• Information shown:
— start —

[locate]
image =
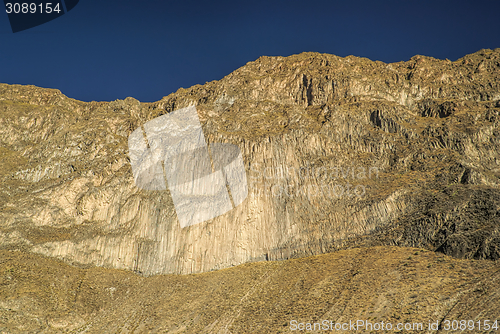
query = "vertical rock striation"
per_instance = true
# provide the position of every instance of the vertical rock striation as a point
(339, 152)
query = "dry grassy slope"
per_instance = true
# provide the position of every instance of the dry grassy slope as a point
(390, 284)
(431, 127)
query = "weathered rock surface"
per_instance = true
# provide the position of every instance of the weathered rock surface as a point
(393, 285)
(416, 143)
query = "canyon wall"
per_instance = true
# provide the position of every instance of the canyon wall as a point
(338, 153)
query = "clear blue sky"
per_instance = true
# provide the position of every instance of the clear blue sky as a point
(110, 49)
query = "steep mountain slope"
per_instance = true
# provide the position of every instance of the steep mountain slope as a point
(339, 152)
(379, 284)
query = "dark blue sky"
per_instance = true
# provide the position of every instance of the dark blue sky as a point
(111, 49)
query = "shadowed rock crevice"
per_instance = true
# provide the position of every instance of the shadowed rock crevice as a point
(310, 128)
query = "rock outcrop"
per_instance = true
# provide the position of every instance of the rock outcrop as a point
(339, 153)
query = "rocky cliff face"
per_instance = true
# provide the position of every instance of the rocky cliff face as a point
(339, 152)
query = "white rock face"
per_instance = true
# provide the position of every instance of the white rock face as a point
(336, 152)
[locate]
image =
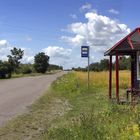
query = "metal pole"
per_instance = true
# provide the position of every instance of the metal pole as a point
(110, 77)
(88, 71)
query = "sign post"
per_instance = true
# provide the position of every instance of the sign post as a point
(85, 53)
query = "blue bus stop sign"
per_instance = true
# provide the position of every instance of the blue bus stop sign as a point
(84, 51)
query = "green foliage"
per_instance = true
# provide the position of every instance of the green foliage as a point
(5, 69)
(26, 68)
(41, 62)
(103, 65)
(54, 67)
(15, 57)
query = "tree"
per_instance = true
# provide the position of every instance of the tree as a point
(5, 69)
(41, 62)
(15, 57)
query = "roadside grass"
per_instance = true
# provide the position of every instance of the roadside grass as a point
(32, 74)
(68, 111)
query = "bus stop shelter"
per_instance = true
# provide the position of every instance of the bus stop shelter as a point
(129, 45)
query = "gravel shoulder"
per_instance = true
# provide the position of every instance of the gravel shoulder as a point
(17, 94)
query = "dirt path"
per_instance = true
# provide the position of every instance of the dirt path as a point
(17, 94)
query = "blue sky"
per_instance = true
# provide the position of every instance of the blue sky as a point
(60, 27)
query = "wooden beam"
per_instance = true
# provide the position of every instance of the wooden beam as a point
(132, 71)
(117, 78)
(110, 77)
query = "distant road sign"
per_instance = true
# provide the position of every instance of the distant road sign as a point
(84, 51)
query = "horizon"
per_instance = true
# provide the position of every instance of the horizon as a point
(59, 28)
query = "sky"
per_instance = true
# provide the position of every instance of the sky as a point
(60, 27)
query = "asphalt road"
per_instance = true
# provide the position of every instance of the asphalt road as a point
(17, 94)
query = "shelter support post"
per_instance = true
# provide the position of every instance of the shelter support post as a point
(132, 71)
(110, 77)
(117, 78)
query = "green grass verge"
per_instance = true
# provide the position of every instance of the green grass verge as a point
(68, 111)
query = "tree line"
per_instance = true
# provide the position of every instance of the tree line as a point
(13, 64)
(103, 65)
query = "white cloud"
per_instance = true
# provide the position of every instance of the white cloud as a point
(58, 55)
(56, 51)
(3, 42)
(28, 38)
(28, 56)
(99, 32)
(86, 6)
(113, 11)
(73, 16)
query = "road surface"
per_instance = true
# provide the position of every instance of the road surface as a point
(17, 94)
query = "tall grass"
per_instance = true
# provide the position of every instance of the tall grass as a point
(92, 116)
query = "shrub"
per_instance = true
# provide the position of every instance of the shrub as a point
(26, 69)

— end —

• Exercise aim: Gather every line of the material above that contains the word "cliff", and copy each one unchanged.

• Task result:
query = "rocky cliff face"
# provide the position of every instance of the rocky cliff face as a point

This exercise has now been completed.